━━━ PAGE EXCERPT

The Purple Gang was the Motor City’s Jewish mob at the height of Prohibition, sprouting up on Motown’s rough-and-rugged eastside and centering around bootlegging, extortion, kidnapping and gambling rackets overseen by the organization’s “founding fathers,” the four Burnstein brothers, Abe, Joe, Ray and Izzy. Abe, the eldest sibling, was the gang’s architect and boss, Joe, its’ handsome, well-dressed political fix-it man and Abe’s main go-between to affairs on the street, Ray, the head of the gang’s enforcement unit and Izzy, the family’s youngest sibling, was in charge of syndicate bookmaking activities and Joe’s right-hand man.

Known to take family trips to watch the Tigers play, all the Burnstein boys were friendly with Greenberg. So much so, they got him to be a ringer in a prison baseball game that took place in the summer of 1941 in the months after Greenberg left the big leagues and joined the army to serve in WWII.

In 1930, at the peak of the Purple Gang’s power, Greenberg (19) was the youngest player in Major League Baseball. At the time of Greenberg’ enlistment in the military at the beginning of the following decade , the Purple Gang – responsible for more than 500 murders, was no longer in existence, having quietly disbanded in prior years, absorbed by Detroit’s Italian mafia.

While Joe and Izzy Burnstein fled Michigan in the days after the Prohibition Act was repealed in 1933, settling in California, Abe Burnstein remained in Detroit at the Purples’ old headquarters, the Book Cadillac Hotel, occupying the penthouse suite and acting as an on-call counselor for the city’s Italian mob dons, Joseph (Joe Uno) Zerilli and William (Black Bill) Tocco. The Book Cadillac was down the street from the Leland Hotel, where Greenberg lived. FBI documents from the 1930s note Greenberg’s dining and carousing with the Burnsteins and other Purples at Detroit hotspots.

━━━━━━

**WRITTEN TASKS**
[A] Write out the Purple Gang passage between "Known to take" and "Detroit’s Italian mafia.", inclusive.
[B] What comes next in the Purple Gang passage? Write the continuation after its final sentence.

━━━ MATERIAL

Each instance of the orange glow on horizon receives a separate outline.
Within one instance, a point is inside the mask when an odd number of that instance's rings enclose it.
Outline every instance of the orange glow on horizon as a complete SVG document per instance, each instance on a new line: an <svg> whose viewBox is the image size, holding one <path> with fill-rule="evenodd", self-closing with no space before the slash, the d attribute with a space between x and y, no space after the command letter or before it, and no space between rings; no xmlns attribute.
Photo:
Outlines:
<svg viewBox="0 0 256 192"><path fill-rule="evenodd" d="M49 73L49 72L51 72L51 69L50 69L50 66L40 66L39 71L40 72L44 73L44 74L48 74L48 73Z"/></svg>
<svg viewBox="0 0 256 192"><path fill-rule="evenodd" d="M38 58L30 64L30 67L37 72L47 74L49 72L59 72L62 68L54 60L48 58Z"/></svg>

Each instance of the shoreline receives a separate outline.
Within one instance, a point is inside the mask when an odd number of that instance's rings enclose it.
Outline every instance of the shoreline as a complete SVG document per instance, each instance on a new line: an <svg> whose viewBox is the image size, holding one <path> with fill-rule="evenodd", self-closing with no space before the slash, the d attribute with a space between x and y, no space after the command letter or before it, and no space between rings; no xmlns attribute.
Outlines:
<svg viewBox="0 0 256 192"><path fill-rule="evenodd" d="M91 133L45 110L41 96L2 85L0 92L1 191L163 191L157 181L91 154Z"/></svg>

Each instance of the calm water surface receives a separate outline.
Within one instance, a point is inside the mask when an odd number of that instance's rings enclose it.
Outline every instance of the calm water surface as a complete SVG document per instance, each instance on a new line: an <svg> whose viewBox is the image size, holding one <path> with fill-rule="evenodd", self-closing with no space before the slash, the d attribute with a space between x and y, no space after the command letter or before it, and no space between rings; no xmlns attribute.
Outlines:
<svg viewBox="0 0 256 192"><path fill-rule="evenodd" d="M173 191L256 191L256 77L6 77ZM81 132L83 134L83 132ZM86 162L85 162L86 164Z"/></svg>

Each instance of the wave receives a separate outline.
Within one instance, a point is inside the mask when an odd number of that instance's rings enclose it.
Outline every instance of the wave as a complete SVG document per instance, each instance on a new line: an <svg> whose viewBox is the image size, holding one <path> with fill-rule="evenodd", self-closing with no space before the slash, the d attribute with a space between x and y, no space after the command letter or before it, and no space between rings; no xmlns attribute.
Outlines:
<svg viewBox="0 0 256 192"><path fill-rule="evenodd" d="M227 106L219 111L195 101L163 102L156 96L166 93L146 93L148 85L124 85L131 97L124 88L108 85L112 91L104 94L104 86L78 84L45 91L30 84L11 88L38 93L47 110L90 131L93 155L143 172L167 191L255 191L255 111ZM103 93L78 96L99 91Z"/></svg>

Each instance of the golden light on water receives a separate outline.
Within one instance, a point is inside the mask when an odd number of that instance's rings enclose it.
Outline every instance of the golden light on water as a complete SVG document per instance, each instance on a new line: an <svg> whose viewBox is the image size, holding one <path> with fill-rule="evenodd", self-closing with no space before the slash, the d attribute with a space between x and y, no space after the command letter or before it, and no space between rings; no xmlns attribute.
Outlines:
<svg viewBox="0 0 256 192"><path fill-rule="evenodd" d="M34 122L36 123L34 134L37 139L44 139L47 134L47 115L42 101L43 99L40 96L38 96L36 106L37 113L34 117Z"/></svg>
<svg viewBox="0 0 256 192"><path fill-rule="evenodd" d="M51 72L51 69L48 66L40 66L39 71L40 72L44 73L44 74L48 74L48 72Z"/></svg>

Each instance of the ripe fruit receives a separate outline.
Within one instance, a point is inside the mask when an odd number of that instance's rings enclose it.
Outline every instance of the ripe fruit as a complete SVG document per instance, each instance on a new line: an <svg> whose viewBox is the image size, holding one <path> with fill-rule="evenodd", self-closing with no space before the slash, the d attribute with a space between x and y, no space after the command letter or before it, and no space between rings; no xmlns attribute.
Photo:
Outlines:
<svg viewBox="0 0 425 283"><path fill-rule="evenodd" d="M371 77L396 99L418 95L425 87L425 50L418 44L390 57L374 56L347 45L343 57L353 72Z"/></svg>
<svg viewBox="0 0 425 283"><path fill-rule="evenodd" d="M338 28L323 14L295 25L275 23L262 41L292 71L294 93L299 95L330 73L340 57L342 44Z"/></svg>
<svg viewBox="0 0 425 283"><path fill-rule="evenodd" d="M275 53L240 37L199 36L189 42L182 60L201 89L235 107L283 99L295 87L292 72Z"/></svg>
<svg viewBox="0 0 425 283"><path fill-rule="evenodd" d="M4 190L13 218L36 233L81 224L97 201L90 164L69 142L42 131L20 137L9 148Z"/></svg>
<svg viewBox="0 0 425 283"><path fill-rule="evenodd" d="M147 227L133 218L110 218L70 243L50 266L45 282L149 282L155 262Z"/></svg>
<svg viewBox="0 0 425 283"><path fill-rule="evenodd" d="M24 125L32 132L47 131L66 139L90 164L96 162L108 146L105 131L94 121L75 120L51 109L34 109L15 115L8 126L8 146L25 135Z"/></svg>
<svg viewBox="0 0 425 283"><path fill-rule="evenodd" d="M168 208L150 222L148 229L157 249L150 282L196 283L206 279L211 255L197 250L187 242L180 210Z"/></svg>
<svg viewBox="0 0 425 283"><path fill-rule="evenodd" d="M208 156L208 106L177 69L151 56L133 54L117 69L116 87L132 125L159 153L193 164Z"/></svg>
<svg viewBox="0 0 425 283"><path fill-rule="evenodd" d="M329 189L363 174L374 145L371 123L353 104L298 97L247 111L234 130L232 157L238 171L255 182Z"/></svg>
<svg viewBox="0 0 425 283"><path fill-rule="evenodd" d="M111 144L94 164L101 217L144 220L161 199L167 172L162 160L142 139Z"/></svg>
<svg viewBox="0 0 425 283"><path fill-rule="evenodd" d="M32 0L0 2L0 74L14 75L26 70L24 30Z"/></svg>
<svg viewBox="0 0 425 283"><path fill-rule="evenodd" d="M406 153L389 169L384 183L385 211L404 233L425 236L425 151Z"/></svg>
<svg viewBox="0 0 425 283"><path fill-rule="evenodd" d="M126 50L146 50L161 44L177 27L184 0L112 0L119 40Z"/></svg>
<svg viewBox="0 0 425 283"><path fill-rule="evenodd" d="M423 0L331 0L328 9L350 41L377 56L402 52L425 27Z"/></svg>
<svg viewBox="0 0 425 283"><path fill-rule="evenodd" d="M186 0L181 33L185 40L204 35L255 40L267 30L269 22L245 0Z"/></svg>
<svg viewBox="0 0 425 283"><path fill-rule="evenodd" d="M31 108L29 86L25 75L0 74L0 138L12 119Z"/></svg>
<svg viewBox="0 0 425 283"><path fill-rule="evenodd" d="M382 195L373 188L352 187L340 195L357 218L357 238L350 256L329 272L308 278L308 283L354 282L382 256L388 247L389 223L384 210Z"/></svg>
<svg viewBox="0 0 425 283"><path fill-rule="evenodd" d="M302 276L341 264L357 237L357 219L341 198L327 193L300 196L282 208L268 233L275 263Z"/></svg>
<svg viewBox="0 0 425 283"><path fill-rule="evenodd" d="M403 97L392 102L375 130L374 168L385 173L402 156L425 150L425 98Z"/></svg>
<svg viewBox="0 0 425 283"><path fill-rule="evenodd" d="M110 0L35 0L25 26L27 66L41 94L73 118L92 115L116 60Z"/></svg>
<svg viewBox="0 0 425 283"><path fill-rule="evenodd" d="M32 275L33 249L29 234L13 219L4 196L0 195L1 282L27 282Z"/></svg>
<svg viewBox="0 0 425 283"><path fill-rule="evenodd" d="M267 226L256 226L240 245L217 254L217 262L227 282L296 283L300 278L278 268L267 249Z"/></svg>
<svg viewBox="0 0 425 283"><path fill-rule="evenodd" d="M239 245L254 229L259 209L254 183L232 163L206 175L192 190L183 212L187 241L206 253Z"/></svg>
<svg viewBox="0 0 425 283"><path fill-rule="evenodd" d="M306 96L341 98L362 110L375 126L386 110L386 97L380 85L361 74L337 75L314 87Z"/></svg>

━━━━━━

**WRITTEN ANSWERS**
[A]
Known to take family trips to watch the Tigers play, all the Burnstein boys were friendly with Greenberg. So much so, they got him to be a ringer in a prison baseball game that took place in the summer of 1941 in the months after Greenberg left the big leagues and joined the army to serve in WWII.

In 1930, at the peak of the Purple Gang’s power, Greenberg (19) was the youngest player in Major League Baseball. At the time of Greenberg’ enlistment in the military at the beginning of the following decade , the Purple Gang – responsible for more than 500 murders, was no longer in existence, having quietly disbanded in prior years, absorbed by Detroit’s Italian mafia.

[B]
Ray Burnstein was jailed for organizing the infamous 1931 Collingwood Massacre, the triple homicide of three Chicago transplants operating as the Purple Gang’s booze-smuggling wing at Detroit’s Collingwood Apartments. He was first locked up in Michigan’s Upper Peninsula at Marquette State Prison and then by the 1940s he was transferred to Jackson State Prison, closer to Detroit (roughly 90 miles west).

With a prison system open to payoffs, Burnstein and his Purple cronies ruled the roost behind bars. Burnstein literally kicked the warden of Jackson State Prison out of his office and took it over himself. State Police documents describe Burnstein and other Purples frequently leaving prison grounds in Michigan Department of Corrections vehicles, driving to Detroit for meetings, romantic rendezvous and occasional ball games – a number of imprisoned Purples attended the 1935 and 1945 World Series, both won by Greenberg and the Tigers.

Per Abe Burnstein’s FBI file, the Jewish Godfather personally called Greenberg to a lunch meeting at the Cream of Michigan Café (a popular Purple Gang hangout) in July 1941 and asked that he take his army regiment, training in Battle Creek at Fort Custer at the time, to Jackson State Prison to play a charity exhibition game against the correctional institute’s own team that his brother Ray played on and managed. There was a kicker, though. Abe Burnstein wanted Greenberg to play on the prison team, not the Fort Custer, which he would wind up doing. Further encouragement came from a long, hand-written letter by Ray to Greenberg, personally asking him to join his club for the game and describing what a hero and idol he was for him and the Jewish people in general, according to the file.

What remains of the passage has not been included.